Point annotation dataset entries:
──────────

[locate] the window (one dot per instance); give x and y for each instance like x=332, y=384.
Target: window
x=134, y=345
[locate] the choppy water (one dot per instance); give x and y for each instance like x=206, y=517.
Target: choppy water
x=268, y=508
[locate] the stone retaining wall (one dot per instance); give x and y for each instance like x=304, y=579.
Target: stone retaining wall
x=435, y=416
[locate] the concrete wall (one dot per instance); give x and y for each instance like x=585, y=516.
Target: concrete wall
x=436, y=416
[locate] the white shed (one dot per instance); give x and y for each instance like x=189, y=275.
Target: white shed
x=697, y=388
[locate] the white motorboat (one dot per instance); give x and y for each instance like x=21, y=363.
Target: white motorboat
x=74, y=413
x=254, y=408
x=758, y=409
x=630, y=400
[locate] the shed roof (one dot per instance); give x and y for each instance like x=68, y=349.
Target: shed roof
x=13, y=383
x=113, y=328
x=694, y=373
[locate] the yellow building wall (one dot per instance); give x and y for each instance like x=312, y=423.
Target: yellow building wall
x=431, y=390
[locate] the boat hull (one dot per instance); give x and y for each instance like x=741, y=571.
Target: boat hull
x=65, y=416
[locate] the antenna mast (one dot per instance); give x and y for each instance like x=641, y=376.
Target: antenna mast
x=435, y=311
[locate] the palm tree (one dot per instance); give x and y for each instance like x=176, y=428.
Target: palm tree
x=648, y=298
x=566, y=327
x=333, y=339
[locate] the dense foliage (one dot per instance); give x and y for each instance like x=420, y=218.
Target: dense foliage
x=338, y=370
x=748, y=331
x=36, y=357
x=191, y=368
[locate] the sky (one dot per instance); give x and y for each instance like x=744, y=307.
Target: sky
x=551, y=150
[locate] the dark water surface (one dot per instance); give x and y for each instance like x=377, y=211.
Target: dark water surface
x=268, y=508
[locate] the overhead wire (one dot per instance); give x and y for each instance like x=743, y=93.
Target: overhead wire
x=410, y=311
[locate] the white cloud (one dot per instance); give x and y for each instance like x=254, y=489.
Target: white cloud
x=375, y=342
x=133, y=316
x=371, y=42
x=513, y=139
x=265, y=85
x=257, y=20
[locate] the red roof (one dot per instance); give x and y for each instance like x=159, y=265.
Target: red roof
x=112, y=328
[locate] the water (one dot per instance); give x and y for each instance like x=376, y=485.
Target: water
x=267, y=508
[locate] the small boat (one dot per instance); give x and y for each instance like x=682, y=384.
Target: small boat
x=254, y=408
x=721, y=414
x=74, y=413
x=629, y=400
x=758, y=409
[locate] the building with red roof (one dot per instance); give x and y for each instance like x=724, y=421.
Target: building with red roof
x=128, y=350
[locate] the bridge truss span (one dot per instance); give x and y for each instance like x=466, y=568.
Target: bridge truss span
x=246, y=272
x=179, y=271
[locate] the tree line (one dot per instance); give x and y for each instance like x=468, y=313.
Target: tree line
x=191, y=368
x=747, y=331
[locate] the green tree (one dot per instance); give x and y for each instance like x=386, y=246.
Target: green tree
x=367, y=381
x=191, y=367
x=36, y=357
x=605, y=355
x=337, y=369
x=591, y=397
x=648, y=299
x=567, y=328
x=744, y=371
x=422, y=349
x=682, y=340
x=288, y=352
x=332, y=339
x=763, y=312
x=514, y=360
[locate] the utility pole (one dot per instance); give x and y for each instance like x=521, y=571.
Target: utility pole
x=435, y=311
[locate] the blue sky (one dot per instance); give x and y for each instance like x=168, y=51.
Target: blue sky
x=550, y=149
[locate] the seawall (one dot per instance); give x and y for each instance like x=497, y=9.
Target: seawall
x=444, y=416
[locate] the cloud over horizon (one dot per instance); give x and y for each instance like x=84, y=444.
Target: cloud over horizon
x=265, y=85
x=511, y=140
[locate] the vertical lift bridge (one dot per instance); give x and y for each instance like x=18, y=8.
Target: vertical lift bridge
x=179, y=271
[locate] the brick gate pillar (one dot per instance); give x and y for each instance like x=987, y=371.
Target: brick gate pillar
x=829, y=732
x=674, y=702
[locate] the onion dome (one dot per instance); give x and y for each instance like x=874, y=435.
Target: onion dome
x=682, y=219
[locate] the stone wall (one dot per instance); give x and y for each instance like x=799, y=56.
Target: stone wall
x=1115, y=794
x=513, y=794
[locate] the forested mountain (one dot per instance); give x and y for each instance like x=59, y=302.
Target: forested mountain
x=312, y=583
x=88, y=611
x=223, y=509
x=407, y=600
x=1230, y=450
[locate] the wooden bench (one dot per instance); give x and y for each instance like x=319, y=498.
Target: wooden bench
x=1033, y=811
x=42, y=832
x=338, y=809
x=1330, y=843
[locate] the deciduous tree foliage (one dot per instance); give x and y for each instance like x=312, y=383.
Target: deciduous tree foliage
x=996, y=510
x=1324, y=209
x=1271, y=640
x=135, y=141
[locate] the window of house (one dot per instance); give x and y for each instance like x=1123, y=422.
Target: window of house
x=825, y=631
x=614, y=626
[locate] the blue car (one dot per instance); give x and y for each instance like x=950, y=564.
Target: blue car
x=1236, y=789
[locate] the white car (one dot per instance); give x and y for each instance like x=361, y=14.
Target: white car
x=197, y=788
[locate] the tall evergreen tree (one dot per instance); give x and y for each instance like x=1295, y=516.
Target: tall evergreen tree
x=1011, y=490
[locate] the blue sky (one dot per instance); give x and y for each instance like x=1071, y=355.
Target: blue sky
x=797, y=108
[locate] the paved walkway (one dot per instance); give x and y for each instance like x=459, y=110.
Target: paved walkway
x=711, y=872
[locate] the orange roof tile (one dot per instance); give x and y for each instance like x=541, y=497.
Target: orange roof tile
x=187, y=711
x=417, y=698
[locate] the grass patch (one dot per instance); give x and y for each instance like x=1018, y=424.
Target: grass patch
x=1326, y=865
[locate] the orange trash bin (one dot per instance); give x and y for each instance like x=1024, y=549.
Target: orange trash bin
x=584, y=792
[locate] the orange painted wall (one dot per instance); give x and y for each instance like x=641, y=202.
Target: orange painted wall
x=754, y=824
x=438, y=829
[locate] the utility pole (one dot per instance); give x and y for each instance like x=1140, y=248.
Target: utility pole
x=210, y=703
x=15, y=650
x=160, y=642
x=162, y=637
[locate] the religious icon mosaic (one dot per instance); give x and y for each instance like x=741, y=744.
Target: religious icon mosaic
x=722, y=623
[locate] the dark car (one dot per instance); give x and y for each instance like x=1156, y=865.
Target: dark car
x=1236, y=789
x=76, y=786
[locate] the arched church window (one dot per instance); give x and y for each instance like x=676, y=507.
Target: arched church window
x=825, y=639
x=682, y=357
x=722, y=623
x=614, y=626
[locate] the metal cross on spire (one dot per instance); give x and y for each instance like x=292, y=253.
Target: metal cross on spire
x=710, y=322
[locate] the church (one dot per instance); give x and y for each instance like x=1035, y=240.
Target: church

──────────

▶ [Task directions] Copy out every entry above, word for word, without changing anything.

▶ [Exercise response]
[locate] the window (one dot per instance); give x and y for each instance like x=332, y=384.
Target: window
x=134, y=345
[locate] the choppy water (one dot per instance); give x and y for each instance like x=206, y=517.
Target: choppy water
x=268, y=508
[locate] the stone retaining wall (one dot per instance); give x and y for each instance like x=304, y=579.
Target: stone retaining wall
x=435, y=416
[locate] the concrete wall (one dot per instance); give x and y for each instance like x=585, y=516.
Target: concrete wall
x=436, y=416
[locate] the white shed (one dot per instance); give x and y for each instance like x=189, y=275.
Target: white shed
x=697, y=388
[locate] the white motorboat (one dot per instance); give x and y for each instance like x=21, y=363.
Target: white motorboat
x=74, y=413
x=254, y=408
x=758, y=409
x=630, y=400
[locate] the shed roof (one dot per instance); give x and y for each instance like x=68, y=349.
Target: shed roof
x=13, y=383
x=113, y=328
x=694, y=373
[locate] the yellow building wall (one dot per instance); give x and y for each instance like x=312, y=423.
Target: yellow building wall
x=431, y=390
[locate] the boat hull (one dot per instance); give x and y for each instance like x=741, y=571.
Target: boat hull
x=65, y=416
[locate] the antenna mast (one dot per instance); give x and y for each instance like x=641, y=376.
Target: antenna mast
x=435, y=311
[locate] the palm tree (one dot per instance); give x and y for each instance like x=176, y=428.
Target: palm tree
x=648, y=298
x=566, y=327
x=333, y=339
[locate] the dense foliage (one dot per instance); give x and y for each instance like x=420, y=218.
Target: dense foliage
x=338, y=370
x=748, y=331
x=36, y=357
x=191, y=368
[locate] the sky (one dot per instance); give x and y for each instance like x=744, y=307.
Target: sky
x=551, y=150
[locate] the dark water surface (one dot per instance); give x and y for each instance like x=377, y=211.
Target: dark water surface
x=268, y=508
[locate] the overhead wire (one dot per instance); give x and y for each instance like x=743, y=93.
Target: overhead wire
x=410, y=311
[locate] the white cloud (one dot per instance); give x and y for each instance like x=254, y=489.
Target: white cloud
x=375, y=342
x=133, y=316
x=371, y=42
x=513, y=139
x=265, y=85
x=257, y=20
[locate] the red roof (one dot per instance); give x and y for each instance like x=159, y=265.
Target: red roof
x=112, y=328
[locate] the water (one dot per instance); give x and y for each instance like x=376, y=485.
Target: water
x=267, y=508
[locate] the small boat (one dot per instance); give x and y for each instance like x=682, y=384.
Target: small boat
x=254, y=408
x=721, y=414
x=74, y=413
x=629, y=400
x=758, y=409
[locate] the building with red roof (one dot per instance); give x and y for each instance like x=724, y=421.
Target: building with red roof
x=128, y=350
[locate] the bridge truss span (one dot per instance); give x and y for each instance like x=466, y=568.
Target: bridge truss span
x=246, y=272
x=179, y=271
[locate] the tree line (one dot per instance); give x and y for each instance like x=468, y=313.
Target: tree line
x=191, y=368
x=747, y=331
[locate] the green tree (one dot per instance); give x and y for each instance like x=386, y=246.
Target: green tree
x=367, y=381
x=191, y=367
x=36, y=357
x=605, y=355
x=337, y=369
x=591, y=397
x=648, y=299
x=567, y=328
x=744, y=371
x=422, y=349
x=682, y=340
x=288, y=352
x=332, y=339
x=763, y=312
x=514, y=360
[locate] the utility pole (one dot per instance); give x and y for each instance like x=521, y=571.
Target: utility pole
x=435, y=311
[locate] the blue sky (one dot per instance); give x and y for each instance like x=168, y=51.
Target: blue sky
x=550, y=149
[locate] the seawall (one dot per instance); give x and y for each instance like x=497, y=9.
Target: seawall
x=444, y=416
[locate] the cloud over horizon (one dot per instance); give x and y for each instance like x=84, y=444.
Target: cloud over horizon
x=265, y=85
x=511, y=140
[locate] the vertical lift bridge (one dot per instance); give x and y for each instance like x=18, y=8.
Target: vertical lift bridge
x=179, y=271
[locate] the brick gate pillar (one dot per instance); give x and y for each instance like x=987, y=371.
Target: brick gate pillar
x=829, y=732
x=674, y=702
[locate] the onion dome (one dot per instance); give x and y for each instance like x=874, y=435.
Target: onion dome
x=682, y=219
[locate] the stone wall (one dot per instance); give x and y for each instance like x=799, y=56.
Target: stone wall
x=1115, y=794
x=513, y=794
[locate] the forested mountain (one dot per instance); give x and y for each instance like x=59, y=302.
Target: forested mountain
x=312, y=583
x=88, y=611
x=223, y=509
x=407, y=600
x=1230, y=450
[locate] the wooden bench (one dot per instance); give x and y for each instance like x=319, y=498.
Target: wooden bench
x=1033, y=811
x=42, y=832
x=338, y=809
x=1330, y=843
[locate] the deciduous tree foliage (one dot per instance); give x and y for each instance like x=312, y=383.
Target: deciduous tree foliage
x=996, y=510
x=1324, y=209
x=1271, y=640
x=135, y=141
[locate] the window of house (one dot per instance); give x and y for each instance like x=1123, y=422.
Target: window of house
x=825, y=631
x=614, y=626
[locate] the blue car (one dot per instance); give x and y for each instance like x=950, y=564.
Target: blue car
x=1236, y=789
[locate] the white car (one dot per instance); give x and y for each instance like x=361, y=14.
Target: white car
x=197, y=788
[locate] the tall evergreen tree (one dot per instance); give x and y for each instance like x=1295, y=516.
Target: tall evergreen tree
x=1011, y=490
[locate] the blue sky (one dot per instance); give x and y for each instance like x=1071, y=355.
Target: blue sky
x=797, y=108
[locate] the paved walkway (one dot per instance); give x and y for each instance like x=459, y=110.
Target: paved walkway
x=711, y=872
[locate] the orange roof tile (one dot per instance); give x and y for each instance like x=541, y=497.
Target: orange roof tile
x=187, y=711
x=417, y=698
[locate] the grass patch (one dot per instance); give x and y for each instance like x=1018, y=424.
Target: grass patch
x=1326, y=865
[locate] the orange trash bin (one dot per instance); give x and y for each instance like x=1024, y=549.
Target: orange trash bin
x=584, y=792
[locate] the orange painted wall (one dot per instance); give x and y for each instance like x=641, y=202.
Target: orange painted wall
x=754, y=824
x=438, y=829
[locate] the utility pole (one dot per instance); give x and y for each instance like x=1140, y=248.
Target: utility pole
x=210, y=703
x=15, y=650
x=160, y=642
x=162, y=637
[locate] the religious icon mosaic (one dot per instance); give x and y for each instance like x=741, y=744.
Target: religious icon mosaic
x=722, y=623
[locate] the dark car (one dot per instance); give x and y for each instance like x=1156, y=865.
Target: dark car
x=1236, y=789
x=76, y=786
[locate] the arched church window (one dot per instance); give x and y for each instance like x=676, y=507.
Target: arched church window
x=825, y=639
x=682, y=357
x=722, y=623
x=614, y=626
[locate] the metal cross on spire (one dot per instance); give x and y for each instance like x=292, y=253.
Target: metal cross on spire
x=710, y=322
[locate] the church (one dot per instance); give x and y for each instance like x=1035, y=240.
Target: church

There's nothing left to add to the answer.